Problem to solve:
Give a verbatim copy of the lines below, minus the pictures.

[Dataset excerpts on object pointing]
○ ○ ○ ○

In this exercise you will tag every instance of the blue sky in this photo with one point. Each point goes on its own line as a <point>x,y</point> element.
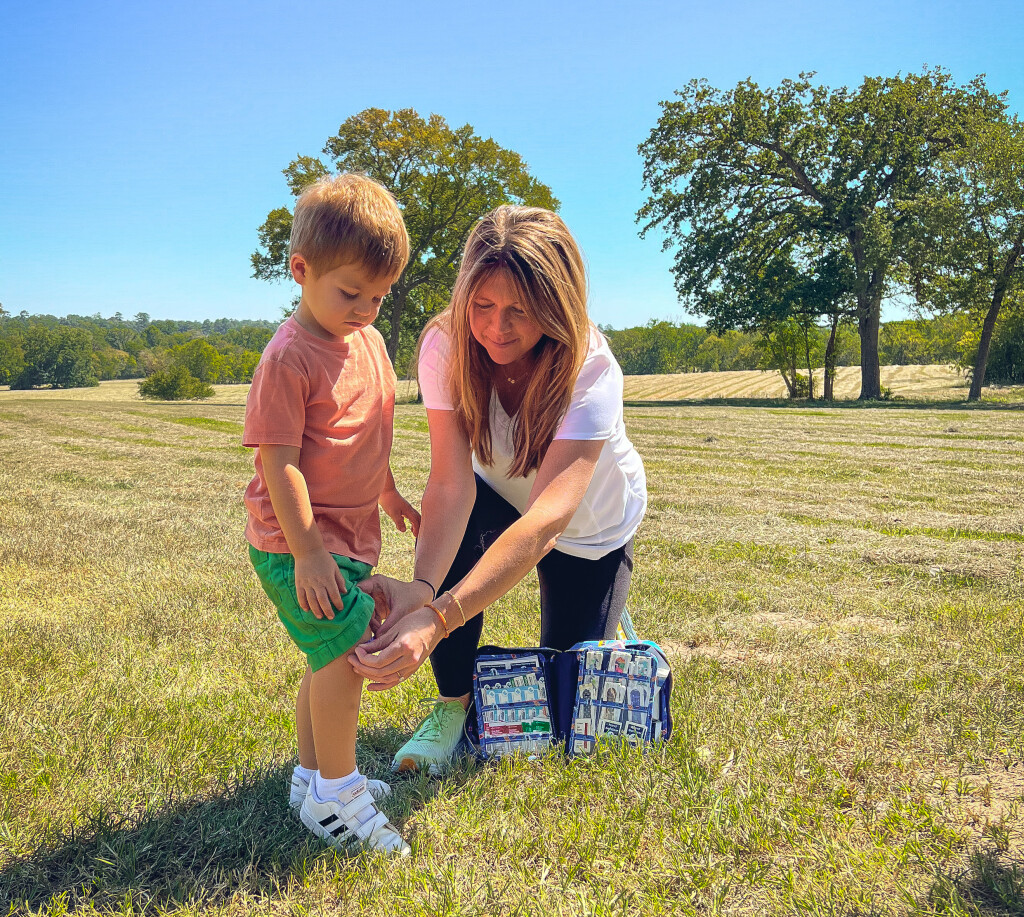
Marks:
<point>141,143</point>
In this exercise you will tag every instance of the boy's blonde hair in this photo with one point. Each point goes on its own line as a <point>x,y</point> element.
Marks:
<point>346,219</point>
<point>534,250</point>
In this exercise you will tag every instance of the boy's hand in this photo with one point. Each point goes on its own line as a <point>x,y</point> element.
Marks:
<point>392,600</point>
<point>399,509</point>
<point>318,583</point>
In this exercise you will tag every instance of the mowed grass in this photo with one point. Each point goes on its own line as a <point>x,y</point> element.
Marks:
<point>840,591</point>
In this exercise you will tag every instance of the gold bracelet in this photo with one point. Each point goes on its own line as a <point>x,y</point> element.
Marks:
<point>439,615</point>
<point>458,605</point>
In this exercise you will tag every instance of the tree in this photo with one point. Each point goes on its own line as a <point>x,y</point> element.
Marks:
<point>969,252</point>
<point>176,384</point>
<point>200,358</point>
<point>60,357</point>
<point>11,358</point>
<point>741,175</point>
<point>443,178</point>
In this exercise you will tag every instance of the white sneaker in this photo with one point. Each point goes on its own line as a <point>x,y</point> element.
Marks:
<point>300,786</point>
<point>335,821</point>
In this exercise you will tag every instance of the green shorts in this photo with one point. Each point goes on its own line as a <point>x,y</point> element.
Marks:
<point>323,641</point>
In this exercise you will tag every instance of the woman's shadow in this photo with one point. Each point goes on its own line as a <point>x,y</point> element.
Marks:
<point>200,850</point>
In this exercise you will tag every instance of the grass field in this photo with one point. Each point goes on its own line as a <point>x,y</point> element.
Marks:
<point>840,590</point>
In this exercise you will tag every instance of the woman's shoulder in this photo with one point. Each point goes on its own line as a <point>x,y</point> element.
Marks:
<point>600,362</point>
<point>435,338</point>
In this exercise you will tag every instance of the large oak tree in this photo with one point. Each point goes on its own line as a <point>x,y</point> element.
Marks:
<point>744,174</point>
<point>443,178</point>
<point>970,253</point>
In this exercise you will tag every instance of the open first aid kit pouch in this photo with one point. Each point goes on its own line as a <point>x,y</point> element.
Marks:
<point>527,698</point>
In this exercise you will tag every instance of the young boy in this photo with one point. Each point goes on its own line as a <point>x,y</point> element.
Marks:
<point>320,413</point>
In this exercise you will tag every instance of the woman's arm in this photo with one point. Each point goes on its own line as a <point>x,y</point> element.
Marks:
<point>561,482</point>
<point>448,499</point>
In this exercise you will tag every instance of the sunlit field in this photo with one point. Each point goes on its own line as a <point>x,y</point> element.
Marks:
<point>840,591</point>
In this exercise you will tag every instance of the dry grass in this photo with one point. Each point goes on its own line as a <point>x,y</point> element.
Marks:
<point>935,383</point>
<point>840,591</point>
<point>931,383</point>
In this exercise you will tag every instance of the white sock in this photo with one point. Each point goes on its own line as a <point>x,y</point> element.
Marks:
<point>325,789</point>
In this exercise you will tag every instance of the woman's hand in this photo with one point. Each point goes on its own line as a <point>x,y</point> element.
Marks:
<point>393,656</point>
<point>398,510</point>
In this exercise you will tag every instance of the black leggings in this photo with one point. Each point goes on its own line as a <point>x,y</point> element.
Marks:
<point>580,599</point>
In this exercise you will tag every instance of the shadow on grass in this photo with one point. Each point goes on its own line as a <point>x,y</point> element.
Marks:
<point>803,404</point>
<point>989,886</point>
<point>200,850</point>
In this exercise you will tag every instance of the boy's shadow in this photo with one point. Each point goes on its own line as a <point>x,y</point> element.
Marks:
<point>200,850</point>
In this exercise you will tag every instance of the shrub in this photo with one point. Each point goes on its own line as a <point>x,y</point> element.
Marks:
<point>176,384</point>
<point>1006,359</point>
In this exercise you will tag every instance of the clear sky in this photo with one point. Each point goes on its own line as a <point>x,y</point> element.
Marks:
<point>141,143</point>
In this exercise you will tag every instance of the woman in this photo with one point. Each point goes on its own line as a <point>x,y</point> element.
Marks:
<point>529,467</point>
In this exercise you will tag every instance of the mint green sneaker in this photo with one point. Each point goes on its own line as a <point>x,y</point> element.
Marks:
<point>435,740</point>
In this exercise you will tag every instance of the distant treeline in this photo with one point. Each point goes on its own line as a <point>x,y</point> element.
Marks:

○ ○ ○ ○

Exercise solution:
In this exercise you will tag every instance of the blue sky in this photo with one point. Each point goes on its own line as a <point>x,y</point> element.
Marks:
<point>141,143</point>
In this exercise you will tag every instance of the boy's blonde hair in this photo with one point. Each point goes on its own line as a <point>x,y</point> element.
Marks:
<point>346,219</point>
<point>534,250</point>
In this exercise you will tag every instance of the boy's hand in this photo with one point. Each point goes on its own line as a <point>x,y</point> element.
Marks:
<point>392,600</point>
<point>399,509</point>
<point>318,583</point>
In this exercise you will tag every instance of the mowed grass in this photo with one point. Each point goes on its own line as a <point>x,y</point> element.
Marks:
<point>840,591</point>
In this exercise you will tag every instance of the gold bracelet in this photo with one point. Each point goes on its own line as a <point>x,y</point> element.
Marks:
<point>439,615</point>
<point>458,605</point>
In this exercise you will tag every instance of the tree in this photo with one point. Each point goes on its own line as a <point>x,y</point> element.
Marks:
<point>969,252</point>
<point>176,384</point>
<point>200,358</point>
<point>60,357</point>
<point>11,358</point>
<point>741,175</point>
<point>443,178</point>
In this exercise you will tag every instance of the white sneaker in this photo with one point. Each point goes on its own line as a <point>x,y</point> element.
Marks:
<point>300,786</point>
<point>335,821</point>
In this exercise you will tag every instance of the green shorts in this photo with one point. Each point goes on its own line as a <point>x,y</point> element.
Marks:
<point>323,641</point>
In this exercise you will tag every instance of the woman's shadow in this photo with one point. Each point goes on its own line as a <point>x,y</point> element.
Marks:
<point>200,850</point>
In this exercise you will tag every instance of the grass field in this photo with one point. Each point goes on its own line as a <point>x,y</point> element.
Marks:
<point>840,590</point>
In this exercise you will tag every instance of the woman's shoulder in this photo with one point. Each point goes on its own line as a <point>x,y</point> element.
Marks:
<point>600,362</point>
<point>435,338</point>
In this exercise you will tag every instance of the large oak tree in this photo with one point. Each point goes on its own line as a <point>x,y</point> element.
Marks:
<point>744,174</point>
<point>443,178</point>
<point>970,253</point>
In this exercise you will tag every instance of the open first aid kit pouch in this photo with one point. Each point goes on its own line as a <point>x,y</point> element.
Marks:
<point>527,698</point>
In this exercise you will tag every instance of the young boy in this photo with one point. Each point goes on its own line as a <point>x,y</point> element.
Marks:
<point>320,413</point>
In this exercise you will tag every instance of the woman's arm in this photo with one point. Each point goes on its own line as a <point>x,y</point> element.
Marks:
<point>561,482</point>
<point>448,499</point>
In this exercise you will tag every instance of the sunlit field in this photo with one point. Each point goes on its own line as a <point>x,y</point> element.
Marks:
<point>840,591</point>
In this exercise you will tag every instance of the dry grass in this photo with one point. Each point goes on its own line as a <point>x,y</point> element.
Marks:
<point>935,383</point>
<point>840,591</point>
<point>931,383</point>
In this exercise you will tag every instance of the white sock in this photo with one point. Each point goes on its own line as a <point>x,y</point> element.
Marks:
<point>325,789</point>
In this exercise you will tag every instance of the woman's hand in this photo with one point. Each point goes on its own line as a <point>x,y</point> element.
Marks:
<point>393,656</point>
<point>398,510</point>
In this exercise you will tag every instance of the black leggings in this photo with one point. Each point goes on its own line as a <point>x,y</point> element.
Marks:
<point>580,599</point>
In this exercise you will tag every instance of the shadow on grass in this photo with one point. Each point goes on its own line as a <point>x,y</point> element.
Marks:
<point>803,404</point>
<point>989,886</point>
<point>200,850</point>
In this exercise you will tag every instance of the boy's shadow in this photo with one point. Each point goes on its own line as a <point>x,y</point> element.
Marks:
<point>200,850</point>
In this exercise you will tag every instance of the shrub in this photo with one point. Each point goes on its own line as a <point>x,y</point> element.
Marks:
<point>176,384</point>
<point>1006,359</point>
In this exercise you will tag every instance of the clear sky in this photo with one point. Each point goes on its own line as a <point>x,y</point> element.
Marks:
<point>141,143</point>
In this exercise you will tag every instance of the woman in this photo with one point. Each point goes on its own line as a <point>x,y</point> element.
Marks:
<point>529,467</point>
In this exercise you will tag every instance of the mint green sneaker in this photo with one point. Each point goes on its own line as a <point>x,y</point> element.
Marks:
<point>435,740</point>
In this exercise you will tag every instance of the distant treeline in this photo with one point. Each point goes on its own line as a <point>x,y</point> element.
Marks:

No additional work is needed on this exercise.